Take the lines below between the one holding "Where can you see the blue" and the one holding "Where can you see the yellow square", inclusive, and copy them exactly. Add nothing.

Point-per-instance localization data
———

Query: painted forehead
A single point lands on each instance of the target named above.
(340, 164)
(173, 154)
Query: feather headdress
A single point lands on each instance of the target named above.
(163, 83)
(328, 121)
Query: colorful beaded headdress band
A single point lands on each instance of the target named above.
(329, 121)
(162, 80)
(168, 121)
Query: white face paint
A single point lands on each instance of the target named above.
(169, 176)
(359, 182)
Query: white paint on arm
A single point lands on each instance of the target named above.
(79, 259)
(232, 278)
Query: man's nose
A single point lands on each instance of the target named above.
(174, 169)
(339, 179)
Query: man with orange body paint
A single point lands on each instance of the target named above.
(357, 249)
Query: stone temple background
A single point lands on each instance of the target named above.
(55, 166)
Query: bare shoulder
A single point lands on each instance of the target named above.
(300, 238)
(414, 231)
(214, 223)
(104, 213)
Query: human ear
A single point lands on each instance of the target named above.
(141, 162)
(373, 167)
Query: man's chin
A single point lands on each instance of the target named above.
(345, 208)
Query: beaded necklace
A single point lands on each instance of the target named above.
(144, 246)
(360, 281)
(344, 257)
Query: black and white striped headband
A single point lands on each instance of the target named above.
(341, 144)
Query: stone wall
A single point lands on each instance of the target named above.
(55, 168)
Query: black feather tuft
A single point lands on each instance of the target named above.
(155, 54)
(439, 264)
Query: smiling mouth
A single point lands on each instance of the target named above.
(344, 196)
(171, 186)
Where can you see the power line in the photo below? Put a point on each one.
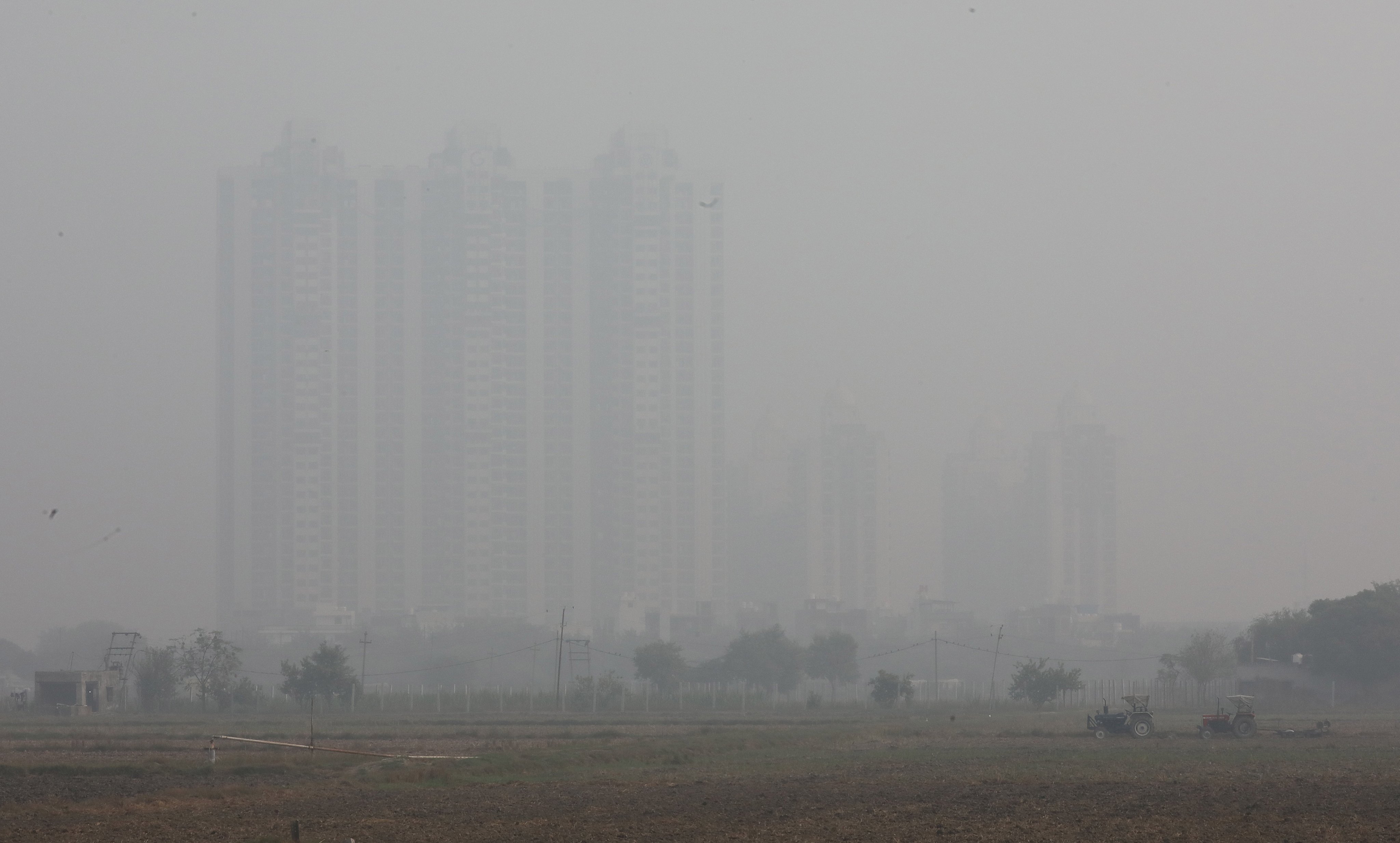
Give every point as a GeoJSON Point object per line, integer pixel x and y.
{"type": "Point", "coordinates": [1011, 655]}
{"type": "Point", "coordinates": [443, 667]}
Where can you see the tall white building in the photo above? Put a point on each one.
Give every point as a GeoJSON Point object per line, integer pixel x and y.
{"type": "Point", "coordinates": [1073, 509]}
{"type": "Point", "coordinates": [1034, 527]}
{"type": "Point", "coordinates": [470, 388]}
{"type": "Point", "coordinates": [849, 520]}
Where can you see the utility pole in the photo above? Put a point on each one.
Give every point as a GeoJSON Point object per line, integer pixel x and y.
{"type": "Point", "coordinates": [365, 647]}
{"type": "Point", "coordinates": [559, 661]}
{"type": "Point", "coordinates": [936, 666]}
{"type": "Point", "coordinates": [996, 653]}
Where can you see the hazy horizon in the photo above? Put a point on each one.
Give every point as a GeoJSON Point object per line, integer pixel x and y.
{"type": "Point", "coordinates": [948, 211]}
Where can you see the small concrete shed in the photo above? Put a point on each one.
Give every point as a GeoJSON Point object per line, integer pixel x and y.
{"type": "Point", "coordinates": [76, 692]}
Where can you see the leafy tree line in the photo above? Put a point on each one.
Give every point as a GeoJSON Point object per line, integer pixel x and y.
{"type": "Point", "coordinates": [203, 661]}
{"type": "Point", "coordinates": [765, 659]}
{"type": "Point", "coordinates": [1356, 638]}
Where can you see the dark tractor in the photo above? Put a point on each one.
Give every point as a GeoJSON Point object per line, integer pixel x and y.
{"type": "Point", "coordinates": [1242, 724]}
{"type": "Point", "coordinates": [1136, 720]}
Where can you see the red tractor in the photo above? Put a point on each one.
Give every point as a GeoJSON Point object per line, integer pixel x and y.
{"type": "Point", "coordinates": [1241, 724]}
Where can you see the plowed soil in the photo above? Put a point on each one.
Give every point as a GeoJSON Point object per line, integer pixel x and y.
{"type": "Point", "coordinates": [864, 782]}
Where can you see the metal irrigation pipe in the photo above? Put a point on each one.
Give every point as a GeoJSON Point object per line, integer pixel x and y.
{"type": "Point", "coordinates": [346, 751]}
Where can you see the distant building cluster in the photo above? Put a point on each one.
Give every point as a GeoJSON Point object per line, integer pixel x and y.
{"type": "Point", "coordinates": [470, 390]}
{"type": "Point", "coordinates": [807, 524]}
{"type": "Point", "coordinates": [1032, 531]}
{"type": "Point", "coordinates": [465, 388]}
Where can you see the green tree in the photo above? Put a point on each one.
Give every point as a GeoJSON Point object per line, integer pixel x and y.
{"type": "Point", "coordinates": [327, 673]}
{"type": "Point", "coordinates": [832, 657]}
{"type": "Point", "coordinates": [1038, 684]}
{"type": "Point", "coordinates": [766, 659]}
{"type": "Point", "coordinates": [1276, 635]}
{"type": "Point", "coordinates": [581, 692]}
{"type": "Point", "coordinates": [661, 664]}
{"type": "Point", "coordinates": [157, 678]}
{"type": "Point", "coordinates": [1206, 657]}
{"type": "Point", "coordinates": [888, 688]}
{"type": "Point", "coordinates": [1356, 636]}
{"type": "Point", "coordinates": [211, 661]}
{"type": "Point", "coordinates": [1170, 673]}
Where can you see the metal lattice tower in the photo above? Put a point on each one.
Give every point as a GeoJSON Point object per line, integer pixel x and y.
{"type": "Point", "coordinates": [580, 653]}
{"type": "Point", "coordinates": [121, 650]}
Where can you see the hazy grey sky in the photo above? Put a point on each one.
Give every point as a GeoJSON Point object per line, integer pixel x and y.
{"type": "Point", "coordinates": [1189, 209]}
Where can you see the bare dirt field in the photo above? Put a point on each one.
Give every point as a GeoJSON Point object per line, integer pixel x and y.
{"type": "Point", "coordinates": [899, 776]}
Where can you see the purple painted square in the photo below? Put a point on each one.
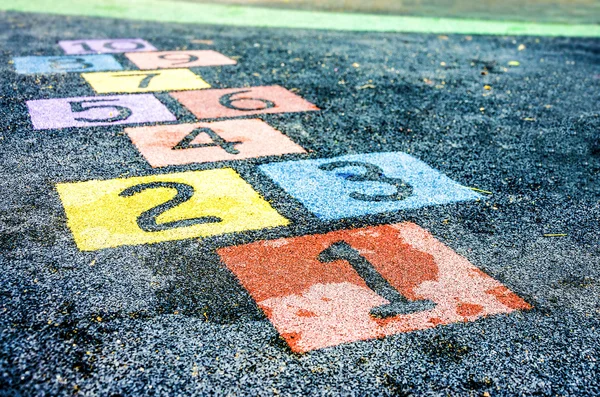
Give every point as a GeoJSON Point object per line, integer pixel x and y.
{"type": "Point", "coordinates": [99, 110]}
{"type": "Point", "coordinates": [105, 46]}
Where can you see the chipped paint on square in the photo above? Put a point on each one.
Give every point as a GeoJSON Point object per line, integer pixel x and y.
{"type": "Point", "coordinates": [164, 207]}
{"type": "Point", "coordinates": [208, 142]}
{"type": "Point", "coordinates": [238, 102]}
{"type": "Point", "coordinates": [178, 59]}
{"type": "Point", "coordinates": [133, 81]}
{"type": "Point", "coordinates": [316, 303]}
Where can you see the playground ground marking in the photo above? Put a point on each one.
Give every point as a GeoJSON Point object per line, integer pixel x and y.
{"type": "Point", "coordinates": [163, 207]}
{"type": "Point", "coordinates": [326, 289]}
{"type": "Point", "coordinates": [165, 145]}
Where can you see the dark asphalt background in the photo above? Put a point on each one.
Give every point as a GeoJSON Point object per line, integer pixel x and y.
{"type": "Point", "coordinates": [170, 319]}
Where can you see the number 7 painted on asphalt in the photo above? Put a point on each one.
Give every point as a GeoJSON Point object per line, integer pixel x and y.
{"type": "Point", "coordinates": [145, 81]}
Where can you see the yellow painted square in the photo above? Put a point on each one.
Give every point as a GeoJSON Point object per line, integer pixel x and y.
{"type": "Point", "coordinates": [145, 81]}
{"type": "Point", "coordinates": [101, 216]}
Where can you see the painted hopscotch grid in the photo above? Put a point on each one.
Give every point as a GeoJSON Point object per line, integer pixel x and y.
{"type": "Point", "coordinates": [350, 285]}
{"type": "Point", "coordinates": [210, 142]}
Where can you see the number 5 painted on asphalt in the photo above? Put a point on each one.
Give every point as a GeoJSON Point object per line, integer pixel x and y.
{"type": "Point", "coordinates": [145, 81]}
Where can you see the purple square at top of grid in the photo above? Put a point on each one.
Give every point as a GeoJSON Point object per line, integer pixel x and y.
{"type": "Point", "coordinates": [98, 110]}
{"type": "Point", "coordinates": [105, 46]}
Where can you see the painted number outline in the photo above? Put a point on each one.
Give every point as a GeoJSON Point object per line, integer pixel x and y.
{"type": "Point", "coordinates": [190, 58]}
{"type": "Point", "coordinates": [216, 140]}
{"type": "Point", "coordinates": [227, 102]}
{"type": "Point", "coordinates": [147, 77]}
{"type": "Point", "coordinates": [373, 173]}
{"type": "Point", "coordinates": [123, 112]}
{"type": "Point", "coordinates": [398, 305]}
{"type": "Point", "coordinates": [147, 220]}
{"type": "Point", "coordinates": [79, 63]}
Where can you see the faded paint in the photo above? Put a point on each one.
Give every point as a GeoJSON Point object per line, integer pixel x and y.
{"type": "Point", "coordinates": [289, 282]}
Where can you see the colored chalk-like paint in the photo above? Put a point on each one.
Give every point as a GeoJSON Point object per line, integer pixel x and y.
{"type": "Point", "coordinates": [77, 47]}
{"type": "Point", "coordinates": [178, 59]}
{"type": "Point", "coordinates": [97, 110]}
{"type": "Point", "coordinates": [65, 64]}
{"type": "Point", "coordinates": [145, 81]}
{"type": "Point", "coordinates": [350, 285]}
{"type": "Point", "coordinates": [155, 208]}
{"type": "Point", "coordinates": [363, 184]}
{"type": "Point", "coordinates": [237, 102]}
{"type": "Point", "coordinates": [207, 142]}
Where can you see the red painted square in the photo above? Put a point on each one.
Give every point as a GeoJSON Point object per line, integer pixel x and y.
{"type": "Point", "coordinates": [237, 102]}
{"type": "Point", "coordinates": [328, 289]}
{"type": "Point", "coordinates": [206, 142]}
{"type": "Point", "coordinates": [178, 59]}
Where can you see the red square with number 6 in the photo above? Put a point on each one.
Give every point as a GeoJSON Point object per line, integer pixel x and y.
{"type": "Point", "coordinates": [322, 290]}
{"type": "Point", "coordinates": [238, 102]}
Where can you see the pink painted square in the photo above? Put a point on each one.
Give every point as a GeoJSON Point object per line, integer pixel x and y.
{"type": "Point", "coordinates": [237, 102]}
{"type": "Point", "coordinates": [323, 290]}
{"type": "Point", "coordinates": [208, 142]}
{"type": "Point", "coordinates": [178, 59]}
{"type": "Point", "coordinates": [104, 46]}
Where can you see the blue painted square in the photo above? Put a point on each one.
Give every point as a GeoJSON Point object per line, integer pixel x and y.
{"type": "Point", "coordinates": [362, 184]}
{"type": "Point", "coordinates": [66, 64]}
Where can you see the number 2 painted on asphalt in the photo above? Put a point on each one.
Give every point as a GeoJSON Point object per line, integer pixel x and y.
{"type": "Point", "coordinates": [145, 81]}
{"type": "Point", "coordinates": [147, 220]}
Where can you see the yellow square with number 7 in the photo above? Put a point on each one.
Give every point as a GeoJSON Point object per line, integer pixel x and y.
{"type": "Point", "coordinates": [145, 81]}
{"type": "Point", "coordinates": [155, 208]}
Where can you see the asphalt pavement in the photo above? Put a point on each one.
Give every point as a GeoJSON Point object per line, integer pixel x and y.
{"type": "Point", "coordinates": [512, 120]}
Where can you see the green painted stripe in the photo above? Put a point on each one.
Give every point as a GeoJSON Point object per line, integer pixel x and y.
{"type": "Point", "coordinates": [183, 12]}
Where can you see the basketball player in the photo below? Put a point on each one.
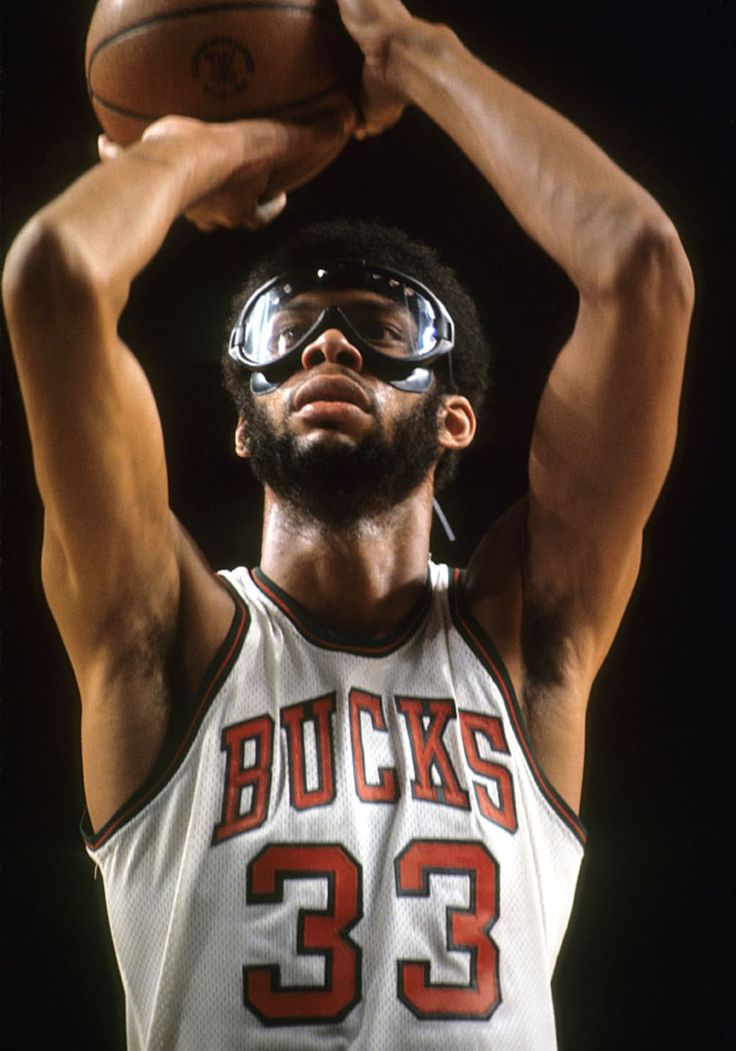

———

**Answer to this problem:**
Where can you see the blue painted square in the photo above? Put a point on each one.
Give every point as a GeoJSON Point object per line, integer pixel x and y.
{"type": "Point", "coordinates": [362, 184]}
{"type": "Point", "coordinates": [66, 64]}
Where can you see the number 2 painted on asphalt in the photo above? Put a point on each one.
Give every point as a GeoJSON Point object per line, integer pixel x and y.
{"type": "Point", "coordinates": [145, 81]}
{"type": "Point", "coordinates": [147, 220]}
Where can you see the yellow square with number 7 in the photo above? Put a point on each one.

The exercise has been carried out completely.